TEXTABSCHNITT —
▼
Den Krankenhäusern flossen weitere 89,7 Millionen Franken für klinische Forschungsprojekte zu. Im Vorjahr waren es 82,4 Millionen. Der Blick stellt fest, dass nicht bekannt sei, welches Krankenhaus profitiere. Begründet werde diese Intransparenz mit dem Forschungsgeheimnis. Die Zeitung präzisierte:
«Das heisst: Über den grössten Teil der Gelder, die zu Krankenhäusern fliessen, herrscht nach wie vor Stillschweigen.»
Aus der Datenauswertung geht auch hervor, dass mehr als 40 Ärztenetzwerke letztes Jahr Sponsorengelder erhalten haben. Am meisten kassierte die Pizolcare AG, nämlich 69’000 Franken. Seit 2015 summieren sich diese Einnahmen auf 642’000 Franken. Zusätzlich zu den Beiträgen, die über den eigenen Förderverein abgerechnet wurden, kommt man dem Beobachter zufolge auf fast 700’000 Franken.
Die Zeitung erklärt, dass das Heilmittelrecht solche Zahlungen explizit erlaubt. Sie müssten lediglich vertraglich geregelt werden und dürften für die Ärzte keinen «ungebührenden Vorteil» darstellen. Der Beobachter weiter:
«Tatsächlich ist die Pizolcare ein Musterbeispiel dafür, wie sich die Pharmaindustrie den direkten Zugang zur Ärzteschaft erkauft. Zum Beispiel bezahlte der Generikahersteller Mepha 19’500 Franken und unterstützte so ein Ärztesymposium, die Qualitätszirkel des Netzwerks, ein Patientenschulungsprogramm und eine Weiterbildung für Medizinische Praxisassistentinnen. Als Gegenleistung durften mehrere Aussendienstmitarbeitende der Pharmafirma an den Veranstaltungen präsent sein, konnten Plakate aufhängen, Unterlagen verteilen und das Logo platzieren.»
Von Novartis erhielt Pizolcare laut dem Beobachter «Dienstleistungs- und Beratungshonorare». Der Begriff werde allerdings grosszügig interpretiert:
«Der Konzern durfte den Ärztinnen und Ärzten des Netzwerks für 3000 Franken über den Newsletter ‹wissenschaftliche Produkteinformationen› senden und sein Logo platzieren. Gemäss Pizolcare-Präsident Keller durfte Novartis zudem mit eigenem Personal an den Hauptversammlungen des Ärztenetzwerks und des Fördervereins teilnehmen. Hier sei es zu ‹Grundsatzdiskussionen über das Gesundheitswesen› aus Managed-Care-Sicht gekommen, also ‹Informationen von der Basis zur möglichen Zukunft des Gesundheitswesens›.»
▲
AUFGABE — Führen Sie den Text über Pharmagelder an Krankenhäuser und Ärztenetzwerke im Anschluss an seinen letzten Satz fort.

GEGEBENE ZEILEN —
▼
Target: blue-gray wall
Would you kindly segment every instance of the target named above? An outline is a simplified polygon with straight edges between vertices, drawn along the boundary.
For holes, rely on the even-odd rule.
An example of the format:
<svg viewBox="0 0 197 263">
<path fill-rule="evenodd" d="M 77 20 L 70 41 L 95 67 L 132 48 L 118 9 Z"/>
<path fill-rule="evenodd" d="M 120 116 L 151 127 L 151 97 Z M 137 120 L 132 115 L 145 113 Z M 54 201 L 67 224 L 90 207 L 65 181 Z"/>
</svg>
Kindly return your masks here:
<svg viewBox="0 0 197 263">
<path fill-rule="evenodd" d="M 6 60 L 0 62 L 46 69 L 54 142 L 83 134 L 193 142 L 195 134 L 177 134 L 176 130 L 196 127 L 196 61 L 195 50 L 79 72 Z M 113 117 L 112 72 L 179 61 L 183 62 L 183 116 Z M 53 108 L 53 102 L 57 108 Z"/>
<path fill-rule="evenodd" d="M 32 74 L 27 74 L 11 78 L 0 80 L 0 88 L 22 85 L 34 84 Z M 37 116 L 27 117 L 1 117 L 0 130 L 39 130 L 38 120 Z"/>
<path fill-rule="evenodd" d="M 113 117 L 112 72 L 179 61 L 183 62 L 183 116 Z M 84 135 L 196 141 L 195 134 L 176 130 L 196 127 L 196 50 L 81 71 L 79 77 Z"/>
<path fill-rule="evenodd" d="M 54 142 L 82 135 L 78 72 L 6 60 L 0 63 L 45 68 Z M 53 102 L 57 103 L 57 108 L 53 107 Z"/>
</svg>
▲
LÖSUNG —
Die Zeitung führt jedoch auch ein gegenteiliges Beispiel an: den Verein Medix Schweiz. Mit 800 Ärztinnen und Ärzten und zehn eigenen Gesellschaften sei er das grösste Netzwerk der Schweiz. Dessen Präsident Felix Huber findet Pharmasponsoring «stossend» und machte klar:
«Wir nehmen keine Gelder an und wollen unabhängig sein. Ich will nicht in der Schuld der Pharmaindustrie stehen. (...) Wir brauchen dieses Geld nicht, wir können uns anders finanzieren.»
Keine Kontrolle
Brisant: Laut dem Beobachter gibt das Bundesamt für Gesundheit (BAG) zu, die von der Pharmaindustrie seit acht Jahren veröffentlichten Daten bisher nie selbst analysiert zu haben.
Die Zeitung geht am Ende des Beitrags näher auf den rechtlichen «Graubereich» von Sponsorengeldern ein. «Geldwerte Vorteile» seien zwar grundsätzlich untersagt, doch das Gesetz ermögliche Zahlungen unter bestimmten Voraussetzungen. Diese seien gegeben, wenn die Gelder nicht an Bedingungen und Auflagen geknüpft seien, um das ärztliche Verschreibungsverhalten zu beeinflussen. Zudem müssten Gegenleistungen der Begünstigten in einem «angemessenen Verhältnis» stehen.
Der Beobachter weist auf zwei neue Artikel im Heilmittelgesetz hin, die 2020 in Kraft getreten sind. Diese sollten die Integrität und Transparenz stärken. Es sei jedoch unklar, wie das BAG die neue Gesetzgebung kontrolliere. Bis heute habe die Behörde kein einziges Verwaltungsstrafverfahren eröffnet.
Es sei auch unklar, ob das BAG überhaupt über ein Prüfprogramm verfüge und zumindest stichprobenartig Verträge zwischen Ärzten, Ärztenetzwerken, Krankenhäusern und der Pharmaindustrie untersuche. Wegen der Pandemie seien gemäss BAG «gewisse Aufgaben etwas zurückgestellt» worden, man habe jedoch «Vollzugsstrukturen» aufgebaut. Ivo Meli, beim Konsumentenschutz für Gesundheitsthemen verantwortlich, erklärte:
«Eine wirksame gesetzliche Regelung bedingt auch eine Kontrolle.»